**Uygulama Görevi**.
Aşağıdaki satırlardan "Trace the outline of every instance of the satellite" ifadesini içeren satırla başlayıp "[[111,105],[111,98],[109,98],[109,105]]" ifadesini içeren satırla biten bölümü, iki uçtaki satırlar da dahil olmak üzere, hiçbir değişiklik yapmadan tekrar yazın.

**Verilen Malzeme**.
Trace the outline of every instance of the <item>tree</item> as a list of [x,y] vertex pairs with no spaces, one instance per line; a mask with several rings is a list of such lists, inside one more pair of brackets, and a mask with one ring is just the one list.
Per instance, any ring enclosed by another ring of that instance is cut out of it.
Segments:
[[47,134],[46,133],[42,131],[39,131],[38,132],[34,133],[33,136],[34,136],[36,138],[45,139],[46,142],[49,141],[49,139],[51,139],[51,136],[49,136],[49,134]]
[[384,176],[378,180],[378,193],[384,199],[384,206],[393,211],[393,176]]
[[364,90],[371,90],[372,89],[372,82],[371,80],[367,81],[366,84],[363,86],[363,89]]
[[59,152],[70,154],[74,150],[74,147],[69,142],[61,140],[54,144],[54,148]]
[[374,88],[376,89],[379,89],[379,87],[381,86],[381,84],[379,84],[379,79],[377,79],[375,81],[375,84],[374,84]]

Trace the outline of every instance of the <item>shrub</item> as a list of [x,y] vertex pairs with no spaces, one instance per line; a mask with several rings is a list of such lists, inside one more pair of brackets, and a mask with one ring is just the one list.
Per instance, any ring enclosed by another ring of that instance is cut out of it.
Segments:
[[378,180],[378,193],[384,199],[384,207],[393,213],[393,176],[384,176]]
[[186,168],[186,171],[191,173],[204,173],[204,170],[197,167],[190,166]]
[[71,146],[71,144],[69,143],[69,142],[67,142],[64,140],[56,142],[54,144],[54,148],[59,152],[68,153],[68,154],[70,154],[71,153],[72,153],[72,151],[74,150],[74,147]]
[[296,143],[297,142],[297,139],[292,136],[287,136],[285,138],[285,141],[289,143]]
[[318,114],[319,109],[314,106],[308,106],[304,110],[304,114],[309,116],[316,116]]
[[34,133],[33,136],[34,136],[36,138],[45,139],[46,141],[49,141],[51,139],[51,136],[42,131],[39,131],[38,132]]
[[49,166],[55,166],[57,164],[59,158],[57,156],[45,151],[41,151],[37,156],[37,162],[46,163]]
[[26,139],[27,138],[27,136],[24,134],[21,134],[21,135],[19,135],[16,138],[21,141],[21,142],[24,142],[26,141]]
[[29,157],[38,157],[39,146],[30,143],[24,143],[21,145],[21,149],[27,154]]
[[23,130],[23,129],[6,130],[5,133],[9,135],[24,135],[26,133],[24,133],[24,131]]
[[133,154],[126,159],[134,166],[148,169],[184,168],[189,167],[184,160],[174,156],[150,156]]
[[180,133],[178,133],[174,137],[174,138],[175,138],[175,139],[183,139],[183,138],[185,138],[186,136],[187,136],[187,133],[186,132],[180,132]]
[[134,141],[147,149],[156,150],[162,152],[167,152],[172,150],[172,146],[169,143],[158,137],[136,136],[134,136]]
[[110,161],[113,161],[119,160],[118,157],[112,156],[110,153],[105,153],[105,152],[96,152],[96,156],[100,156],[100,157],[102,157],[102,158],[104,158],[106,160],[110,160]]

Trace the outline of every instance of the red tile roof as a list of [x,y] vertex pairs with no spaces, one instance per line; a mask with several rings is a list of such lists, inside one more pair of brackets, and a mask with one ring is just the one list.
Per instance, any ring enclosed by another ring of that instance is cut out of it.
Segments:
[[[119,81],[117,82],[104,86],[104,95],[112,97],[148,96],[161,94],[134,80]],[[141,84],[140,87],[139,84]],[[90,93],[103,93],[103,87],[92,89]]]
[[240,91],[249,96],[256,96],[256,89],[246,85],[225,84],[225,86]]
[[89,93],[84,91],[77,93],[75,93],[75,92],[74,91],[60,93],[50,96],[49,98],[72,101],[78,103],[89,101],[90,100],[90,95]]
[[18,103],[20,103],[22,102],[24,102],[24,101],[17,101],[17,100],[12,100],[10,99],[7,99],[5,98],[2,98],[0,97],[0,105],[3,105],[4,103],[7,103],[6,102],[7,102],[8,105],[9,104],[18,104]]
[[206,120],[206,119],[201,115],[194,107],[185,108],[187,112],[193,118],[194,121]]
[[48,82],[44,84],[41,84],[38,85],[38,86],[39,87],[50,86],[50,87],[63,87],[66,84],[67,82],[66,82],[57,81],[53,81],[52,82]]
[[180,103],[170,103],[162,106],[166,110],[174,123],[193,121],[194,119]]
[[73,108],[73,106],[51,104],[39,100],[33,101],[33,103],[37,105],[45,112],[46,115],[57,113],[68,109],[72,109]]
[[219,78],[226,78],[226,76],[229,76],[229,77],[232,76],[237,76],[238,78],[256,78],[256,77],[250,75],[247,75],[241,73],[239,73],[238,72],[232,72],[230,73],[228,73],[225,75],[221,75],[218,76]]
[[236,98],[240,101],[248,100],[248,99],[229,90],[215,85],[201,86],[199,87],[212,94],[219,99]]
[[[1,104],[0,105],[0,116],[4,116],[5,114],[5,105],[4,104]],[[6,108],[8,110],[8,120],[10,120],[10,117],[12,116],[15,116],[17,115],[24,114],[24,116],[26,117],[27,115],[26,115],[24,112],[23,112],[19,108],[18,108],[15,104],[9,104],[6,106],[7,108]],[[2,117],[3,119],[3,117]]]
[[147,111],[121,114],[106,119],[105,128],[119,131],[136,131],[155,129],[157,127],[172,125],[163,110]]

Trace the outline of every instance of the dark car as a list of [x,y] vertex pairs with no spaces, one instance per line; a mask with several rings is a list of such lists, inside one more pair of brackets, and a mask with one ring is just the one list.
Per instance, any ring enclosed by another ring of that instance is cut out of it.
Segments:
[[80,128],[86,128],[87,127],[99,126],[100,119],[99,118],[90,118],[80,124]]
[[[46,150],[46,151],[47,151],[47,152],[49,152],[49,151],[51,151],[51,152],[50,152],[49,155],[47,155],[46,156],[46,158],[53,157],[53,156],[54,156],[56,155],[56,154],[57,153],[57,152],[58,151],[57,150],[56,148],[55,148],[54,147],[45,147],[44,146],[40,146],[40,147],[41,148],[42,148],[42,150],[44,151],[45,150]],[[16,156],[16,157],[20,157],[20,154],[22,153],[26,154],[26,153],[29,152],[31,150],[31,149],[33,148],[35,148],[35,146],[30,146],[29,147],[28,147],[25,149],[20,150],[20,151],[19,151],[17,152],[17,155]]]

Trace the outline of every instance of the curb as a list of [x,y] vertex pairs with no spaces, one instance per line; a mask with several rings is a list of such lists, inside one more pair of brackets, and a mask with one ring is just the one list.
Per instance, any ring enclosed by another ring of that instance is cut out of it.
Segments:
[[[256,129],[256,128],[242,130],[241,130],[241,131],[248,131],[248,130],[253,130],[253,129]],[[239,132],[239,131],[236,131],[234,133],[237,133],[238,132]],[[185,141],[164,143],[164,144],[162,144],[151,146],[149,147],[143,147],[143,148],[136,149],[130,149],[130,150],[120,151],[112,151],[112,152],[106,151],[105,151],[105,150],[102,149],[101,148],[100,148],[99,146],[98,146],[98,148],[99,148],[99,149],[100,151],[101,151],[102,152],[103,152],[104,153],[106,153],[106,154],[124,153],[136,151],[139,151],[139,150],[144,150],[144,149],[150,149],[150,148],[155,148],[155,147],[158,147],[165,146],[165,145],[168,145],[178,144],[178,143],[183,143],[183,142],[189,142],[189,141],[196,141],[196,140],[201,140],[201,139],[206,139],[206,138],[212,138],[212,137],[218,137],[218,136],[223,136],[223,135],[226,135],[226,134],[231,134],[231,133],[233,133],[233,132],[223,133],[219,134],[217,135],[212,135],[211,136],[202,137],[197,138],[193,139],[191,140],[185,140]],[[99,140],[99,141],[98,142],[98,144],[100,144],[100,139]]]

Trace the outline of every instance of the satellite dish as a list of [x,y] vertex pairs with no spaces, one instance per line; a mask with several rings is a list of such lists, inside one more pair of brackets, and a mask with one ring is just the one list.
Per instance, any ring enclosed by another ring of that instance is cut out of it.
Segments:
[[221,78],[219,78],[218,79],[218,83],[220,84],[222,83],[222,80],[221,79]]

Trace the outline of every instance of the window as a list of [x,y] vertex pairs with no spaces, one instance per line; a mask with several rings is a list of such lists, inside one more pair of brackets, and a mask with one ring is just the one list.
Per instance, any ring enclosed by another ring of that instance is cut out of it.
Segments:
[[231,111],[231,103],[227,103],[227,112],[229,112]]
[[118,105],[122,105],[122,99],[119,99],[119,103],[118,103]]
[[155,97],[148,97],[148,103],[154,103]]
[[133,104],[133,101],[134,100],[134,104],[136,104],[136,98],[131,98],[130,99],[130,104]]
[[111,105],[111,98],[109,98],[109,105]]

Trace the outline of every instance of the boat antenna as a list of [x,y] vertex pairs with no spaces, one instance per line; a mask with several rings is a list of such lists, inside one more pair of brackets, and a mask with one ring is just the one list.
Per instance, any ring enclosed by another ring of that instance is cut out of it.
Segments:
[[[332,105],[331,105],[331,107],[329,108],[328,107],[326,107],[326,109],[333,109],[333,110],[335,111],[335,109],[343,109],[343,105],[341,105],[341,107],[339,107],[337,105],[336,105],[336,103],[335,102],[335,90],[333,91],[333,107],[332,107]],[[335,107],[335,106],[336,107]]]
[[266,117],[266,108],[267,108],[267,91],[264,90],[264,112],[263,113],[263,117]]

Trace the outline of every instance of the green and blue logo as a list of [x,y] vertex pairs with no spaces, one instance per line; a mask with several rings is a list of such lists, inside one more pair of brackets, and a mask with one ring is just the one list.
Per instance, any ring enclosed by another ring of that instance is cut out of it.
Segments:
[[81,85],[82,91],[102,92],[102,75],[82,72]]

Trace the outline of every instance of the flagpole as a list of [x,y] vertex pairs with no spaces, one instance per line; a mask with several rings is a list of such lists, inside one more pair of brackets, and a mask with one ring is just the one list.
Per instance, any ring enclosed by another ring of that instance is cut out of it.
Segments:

**Cevap Aşağıda**.
Trace the outline of every instance of the satellite dish as a list of [x,y] vertex pairs with no spaces, one instance per line; a mask with several rings is a list of such lists, inside one more pair of brackets, and a mask with one ring is just the one list.
Per instance, any ring enclosed by another ring of that instance is cut out of it.
Segments:
[[221,78],[219,78],[218,79],[218,83],[220,84],[222,83],[222,80],[221,79]]

Trace the outline of every instance of the window as a list of [x,y] vertex pairs with no spaces, one instance per line; a mask with several rings is a list of such lists, inside one more pair of brackets, and a mask with one ring is just the one list.
Per instance, any ring enclosed by another ring of that instance is cut out of it.
Segments:
[[231,111],[231,103],[227,103],[227,112],[229,112]]
[[118,105],[122,105],[122,99],[119,99],[119,103],[118,103]]
[[155,97],[148,97],[148,103],[154,103]]
[[133,104],[133,101],[134,100],[134,104],[136,104],[136,98],[131,98],[130,99],[130,104]]
[[111,105],[111,98],[109,98],[109,105]]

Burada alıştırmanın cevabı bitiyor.